* **JOB**:
Every record must be written out once more, with nothing added or omitted.

* **DATA**:
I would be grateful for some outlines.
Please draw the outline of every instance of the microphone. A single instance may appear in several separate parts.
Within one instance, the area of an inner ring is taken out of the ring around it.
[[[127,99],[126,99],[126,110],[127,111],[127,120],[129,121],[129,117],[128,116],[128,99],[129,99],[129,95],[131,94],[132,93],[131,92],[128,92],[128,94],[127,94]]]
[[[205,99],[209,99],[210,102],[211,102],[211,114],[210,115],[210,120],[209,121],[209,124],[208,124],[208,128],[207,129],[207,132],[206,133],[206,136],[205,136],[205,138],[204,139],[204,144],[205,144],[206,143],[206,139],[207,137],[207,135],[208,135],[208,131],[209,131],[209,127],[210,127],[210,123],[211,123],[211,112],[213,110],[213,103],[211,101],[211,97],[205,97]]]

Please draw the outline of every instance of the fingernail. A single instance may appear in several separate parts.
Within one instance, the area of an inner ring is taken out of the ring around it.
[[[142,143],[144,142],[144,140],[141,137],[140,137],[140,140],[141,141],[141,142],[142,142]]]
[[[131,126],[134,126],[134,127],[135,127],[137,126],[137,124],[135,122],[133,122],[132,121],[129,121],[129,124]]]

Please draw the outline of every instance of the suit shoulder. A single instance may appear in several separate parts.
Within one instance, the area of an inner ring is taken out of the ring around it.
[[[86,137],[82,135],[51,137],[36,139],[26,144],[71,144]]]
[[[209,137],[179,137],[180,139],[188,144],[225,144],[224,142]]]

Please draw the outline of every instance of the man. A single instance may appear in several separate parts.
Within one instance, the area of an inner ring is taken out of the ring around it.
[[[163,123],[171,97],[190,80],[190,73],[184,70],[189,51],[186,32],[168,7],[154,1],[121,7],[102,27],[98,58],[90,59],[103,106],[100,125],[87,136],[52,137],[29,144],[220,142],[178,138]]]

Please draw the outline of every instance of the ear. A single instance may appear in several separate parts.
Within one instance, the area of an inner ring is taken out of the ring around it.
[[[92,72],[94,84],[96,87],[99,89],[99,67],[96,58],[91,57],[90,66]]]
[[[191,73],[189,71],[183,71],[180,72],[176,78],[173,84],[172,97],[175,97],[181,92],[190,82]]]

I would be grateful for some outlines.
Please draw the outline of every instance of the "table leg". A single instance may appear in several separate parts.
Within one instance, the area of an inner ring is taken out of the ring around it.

* **CORRECT RESULT**:
I would be grateful for some outlines.
Please draw the outline of every instance of the microphone. A single instance may appear in several separate parts.
Within one instance, the area of an inner ring is taken out of the ring around it.
[[[127,99],[126,99],[126,110],[127,111],[127,120],[129,121],[129,117],[128,116],[128,99],[129,99],[129,95],[131,94],[132,93],[131,92],[128,92],[128,94],[127,94]]]
[[[205,99],[209,99],[210,102],[211,102],[211,114],[210,115],[210,120],[209,121],[209,124],[208,124],[208,128],[207,129],[207,132],[206,133],[206,136],[205,136],[205,138],[204,139],[204,144],[205,144],[206,143],[206,139],[207,137],[207,135],[208,135],[208,131],[209,131],[209,127],[210,127],[210,123],[211,123],[211,112],[213,110],[213,103],[211,101],[211,97],[205,97]]]

Please draw the outline of every instance of the fingernail. A single instance may appear in several separate parts.
Within one instance, the area of an inner ring is taken out of the ring around it.
[[[142,143],[144,142],[144,140],[141,137],[140,137],[140,140],[141,141],[141,142],[142,142]]]
[[[131,126],[134,126],[134,127],[135,127],[137,126],[137,124],[135,122],[133,122],[132,121],[129,121],[129,124]]]

Please draw the outline of every instance of the suit shoulder. A single instance may appear in several separate parts.
Within one instance, the area of an inner ring is taken out of the ring around it.
[[[86,137],[82,135],[51,137],[36,139],[26,144],[71,144]]]
[[[209,137],[179,137],[180,139],[188,144],[225,144],[224,142]]]

Please draw the outline of every instance of the man. A single instance may appear in several separate parts.
Within one instance, the area of an inner ring is taken out of the ring around it.
[[[163,123],[171,97],[190,80],[190,73],[184,70],[189,51],[186,32],[168,7],[154,1],[121,7],[102,27],[98,58],[90,59],[103,106],[100,125],[87,136],[52,137],[29,144],[220,142],[178,138]]]

Please draw the outline of every instance of the ear. A single instance may appear in several separate parts.
Within one instance, the area of an inner ring is taken out of the ring around it.
[[[92,72],[94,84],[96,87],[99,89],[99,67],[96,58],[91,57],[90,66]]]
[[[191,73],[189,71],[183,71],[180,72],[176,78],[173,84],[172,97],[175,97],[181,92],[190,82]]]

I would be grateful for some outlines.
Please draw the outline of every instance of the "table leg". A single instance may appear in several separate parts.
Within one instance, the area of an inner ring is taken out of the ring around it.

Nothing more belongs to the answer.